WORKING DATA:

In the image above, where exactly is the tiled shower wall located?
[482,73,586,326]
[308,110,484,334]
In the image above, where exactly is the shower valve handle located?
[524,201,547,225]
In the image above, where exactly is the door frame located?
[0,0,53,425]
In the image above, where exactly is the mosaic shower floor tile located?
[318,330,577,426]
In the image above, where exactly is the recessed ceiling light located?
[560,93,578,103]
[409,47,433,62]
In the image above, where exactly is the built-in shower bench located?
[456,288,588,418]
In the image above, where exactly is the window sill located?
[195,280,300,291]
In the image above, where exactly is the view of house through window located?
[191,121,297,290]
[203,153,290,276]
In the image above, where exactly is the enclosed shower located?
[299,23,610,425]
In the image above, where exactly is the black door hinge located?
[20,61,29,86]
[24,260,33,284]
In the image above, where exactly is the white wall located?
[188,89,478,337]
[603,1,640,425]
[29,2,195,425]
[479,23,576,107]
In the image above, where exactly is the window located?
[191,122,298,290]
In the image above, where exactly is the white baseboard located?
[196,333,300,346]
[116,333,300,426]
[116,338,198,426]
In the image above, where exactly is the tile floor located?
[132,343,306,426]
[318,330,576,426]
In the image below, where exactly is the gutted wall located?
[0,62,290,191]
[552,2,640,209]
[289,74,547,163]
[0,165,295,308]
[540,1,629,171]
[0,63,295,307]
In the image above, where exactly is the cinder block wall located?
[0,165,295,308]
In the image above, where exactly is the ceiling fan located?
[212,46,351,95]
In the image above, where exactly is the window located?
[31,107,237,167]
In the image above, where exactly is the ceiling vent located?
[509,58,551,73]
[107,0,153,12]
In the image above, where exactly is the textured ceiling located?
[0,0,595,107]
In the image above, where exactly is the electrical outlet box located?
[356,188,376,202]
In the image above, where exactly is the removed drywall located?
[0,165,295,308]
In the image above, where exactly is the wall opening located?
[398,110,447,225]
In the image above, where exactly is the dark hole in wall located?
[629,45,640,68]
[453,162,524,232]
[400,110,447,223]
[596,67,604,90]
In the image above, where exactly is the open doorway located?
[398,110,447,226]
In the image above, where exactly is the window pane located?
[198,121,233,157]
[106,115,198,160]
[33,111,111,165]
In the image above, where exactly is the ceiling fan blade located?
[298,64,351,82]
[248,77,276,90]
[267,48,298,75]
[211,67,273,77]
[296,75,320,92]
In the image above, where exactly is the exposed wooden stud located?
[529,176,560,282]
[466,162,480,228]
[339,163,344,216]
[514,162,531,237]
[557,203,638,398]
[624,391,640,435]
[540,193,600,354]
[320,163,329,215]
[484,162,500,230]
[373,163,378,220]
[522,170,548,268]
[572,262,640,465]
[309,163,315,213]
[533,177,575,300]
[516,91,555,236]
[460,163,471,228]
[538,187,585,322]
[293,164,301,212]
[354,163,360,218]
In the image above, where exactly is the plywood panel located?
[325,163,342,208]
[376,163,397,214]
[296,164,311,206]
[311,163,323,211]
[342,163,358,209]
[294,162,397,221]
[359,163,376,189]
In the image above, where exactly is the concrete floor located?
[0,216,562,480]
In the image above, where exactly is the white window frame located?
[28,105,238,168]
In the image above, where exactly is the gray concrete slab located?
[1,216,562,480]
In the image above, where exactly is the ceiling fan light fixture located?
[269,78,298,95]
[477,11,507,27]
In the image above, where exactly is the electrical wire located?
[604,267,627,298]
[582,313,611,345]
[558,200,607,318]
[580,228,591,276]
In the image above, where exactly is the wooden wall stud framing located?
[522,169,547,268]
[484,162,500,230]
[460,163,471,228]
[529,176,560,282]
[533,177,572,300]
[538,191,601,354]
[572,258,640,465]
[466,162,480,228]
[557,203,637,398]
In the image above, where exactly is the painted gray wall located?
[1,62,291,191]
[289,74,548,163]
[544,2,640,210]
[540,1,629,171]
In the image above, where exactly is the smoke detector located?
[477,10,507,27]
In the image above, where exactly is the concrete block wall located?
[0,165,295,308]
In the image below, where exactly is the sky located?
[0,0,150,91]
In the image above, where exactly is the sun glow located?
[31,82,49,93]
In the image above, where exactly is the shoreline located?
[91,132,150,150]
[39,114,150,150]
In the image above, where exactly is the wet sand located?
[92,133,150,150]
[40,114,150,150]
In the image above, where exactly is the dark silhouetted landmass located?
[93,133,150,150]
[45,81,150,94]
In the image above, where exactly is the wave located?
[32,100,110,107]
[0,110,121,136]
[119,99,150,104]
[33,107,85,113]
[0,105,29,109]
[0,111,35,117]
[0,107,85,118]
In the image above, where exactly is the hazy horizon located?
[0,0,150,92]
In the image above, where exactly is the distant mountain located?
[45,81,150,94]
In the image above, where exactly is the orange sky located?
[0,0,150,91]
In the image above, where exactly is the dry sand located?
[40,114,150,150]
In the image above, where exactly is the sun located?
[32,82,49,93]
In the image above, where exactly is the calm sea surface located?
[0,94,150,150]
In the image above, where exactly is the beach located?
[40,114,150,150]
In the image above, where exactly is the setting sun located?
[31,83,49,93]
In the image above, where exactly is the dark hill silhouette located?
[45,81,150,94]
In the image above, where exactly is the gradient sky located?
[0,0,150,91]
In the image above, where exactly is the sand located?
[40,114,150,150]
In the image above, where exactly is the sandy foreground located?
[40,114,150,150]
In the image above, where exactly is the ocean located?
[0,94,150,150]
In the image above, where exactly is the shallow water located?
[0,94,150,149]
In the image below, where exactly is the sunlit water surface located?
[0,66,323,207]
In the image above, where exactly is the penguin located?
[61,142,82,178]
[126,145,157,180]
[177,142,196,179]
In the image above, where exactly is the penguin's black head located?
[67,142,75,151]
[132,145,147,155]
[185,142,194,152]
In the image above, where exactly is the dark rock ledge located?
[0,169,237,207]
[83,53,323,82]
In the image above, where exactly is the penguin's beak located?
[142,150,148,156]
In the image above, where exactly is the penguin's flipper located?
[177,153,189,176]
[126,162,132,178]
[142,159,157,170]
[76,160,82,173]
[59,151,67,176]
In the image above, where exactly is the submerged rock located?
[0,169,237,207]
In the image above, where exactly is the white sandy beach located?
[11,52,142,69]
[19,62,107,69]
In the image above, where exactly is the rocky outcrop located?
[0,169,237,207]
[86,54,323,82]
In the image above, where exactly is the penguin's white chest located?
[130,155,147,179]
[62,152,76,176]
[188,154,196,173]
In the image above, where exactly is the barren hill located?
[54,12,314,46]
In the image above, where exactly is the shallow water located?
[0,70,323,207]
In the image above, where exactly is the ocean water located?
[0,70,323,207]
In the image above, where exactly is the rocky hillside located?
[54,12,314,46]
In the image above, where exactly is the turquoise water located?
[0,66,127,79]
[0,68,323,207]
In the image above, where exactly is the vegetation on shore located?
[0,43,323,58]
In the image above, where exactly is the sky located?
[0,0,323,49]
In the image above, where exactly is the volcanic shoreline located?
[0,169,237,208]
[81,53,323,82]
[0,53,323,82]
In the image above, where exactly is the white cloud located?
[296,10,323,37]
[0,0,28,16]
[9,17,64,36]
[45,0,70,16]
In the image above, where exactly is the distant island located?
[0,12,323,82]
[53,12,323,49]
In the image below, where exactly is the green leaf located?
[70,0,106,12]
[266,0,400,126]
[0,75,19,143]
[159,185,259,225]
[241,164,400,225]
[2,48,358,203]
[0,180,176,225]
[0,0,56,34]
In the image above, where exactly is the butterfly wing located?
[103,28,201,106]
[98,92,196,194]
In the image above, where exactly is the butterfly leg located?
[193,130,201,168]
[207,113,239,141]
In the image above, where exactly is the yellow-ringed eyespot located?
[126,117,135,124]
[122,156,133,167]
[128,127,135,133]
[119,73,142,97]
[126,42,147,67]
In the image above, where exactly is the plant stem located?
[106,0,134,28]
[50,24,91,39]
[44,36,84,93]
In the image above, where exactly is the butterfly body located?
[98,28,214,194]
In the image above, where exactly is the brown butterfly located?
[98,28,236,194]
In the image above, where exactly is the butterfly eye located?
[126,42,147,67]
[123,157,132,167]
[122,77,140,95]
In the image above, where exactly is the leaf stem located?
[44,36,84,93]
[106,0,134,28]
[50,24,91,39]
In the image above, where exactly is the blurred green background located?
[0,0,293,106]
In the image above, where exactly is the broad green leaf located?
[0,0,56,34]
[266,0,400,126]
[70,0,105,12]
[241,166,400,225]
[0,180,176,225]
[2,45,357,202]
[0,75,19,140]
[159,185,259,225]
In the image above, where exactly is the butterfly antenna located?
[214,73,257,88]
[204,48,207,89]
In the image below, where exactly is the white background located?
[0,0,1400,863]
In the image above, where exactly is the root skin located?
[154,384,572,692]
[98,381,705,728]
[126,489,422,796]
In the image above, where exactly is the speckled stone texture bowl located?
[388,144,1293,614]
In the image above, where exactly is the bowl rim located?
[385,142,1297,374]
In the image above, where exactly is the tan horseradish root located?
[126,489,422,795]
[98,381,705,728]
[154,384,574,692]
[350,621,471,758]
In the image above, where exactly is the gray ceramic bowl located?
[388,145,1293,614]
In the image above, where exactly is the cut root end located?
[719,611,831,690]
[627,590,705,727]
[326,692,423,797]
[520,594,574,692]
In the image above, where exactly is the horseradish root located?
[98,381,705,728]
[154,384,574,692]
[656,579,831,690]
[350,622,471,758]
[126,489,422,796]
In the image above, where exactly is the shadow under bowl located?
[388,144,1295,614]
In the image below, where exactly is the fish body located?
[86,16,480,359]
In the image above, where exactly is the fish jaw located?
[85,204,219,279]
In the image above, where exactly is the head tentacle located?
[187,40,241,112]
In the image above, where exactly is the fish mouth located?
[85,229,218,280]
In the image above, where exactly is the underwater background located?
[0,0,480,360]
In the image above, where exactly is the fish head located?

EXERCISE INSTRUCTIONS: Print the records again unchanged, starting at the line that contains "In the image above, where exactly is the shower" and ending after the line that contains "[479,23,576,107]".

RESULT OF THIS TASK:
In the image above, where exactly is the shower valve handle located?
[524,201,547,225]
In the image above, where exactly is the door frame located?
[0,0,53,425]
In the image above, where exactly is the mosaic shower floor tile located?
[318,330,577,426]
In the image above, where exactly is the recessed ceiling light located?
[560,93,578,103]
[409,47,433,62]
In the image above, where exactly is the built-in shower bench located?
[456,288,588,418]
In the image above, where exactly is the window sill located?
[195,280,300,291]
In the image above, where exactly is the view of house through window located?
[191,121,297,290]
[203,153,290,276]
In the image above, where exactly is the enclosed shower located?
[299,23,610,425]
In the image above, where exactly is the black door hinge located?
[20,61,29,86]
[24,260,33,284]
In the image above, where exactly is the white wall located?
[188,89,478,337]
[603,1,640,425]
[29,2,195,425]
[479,23,576,107]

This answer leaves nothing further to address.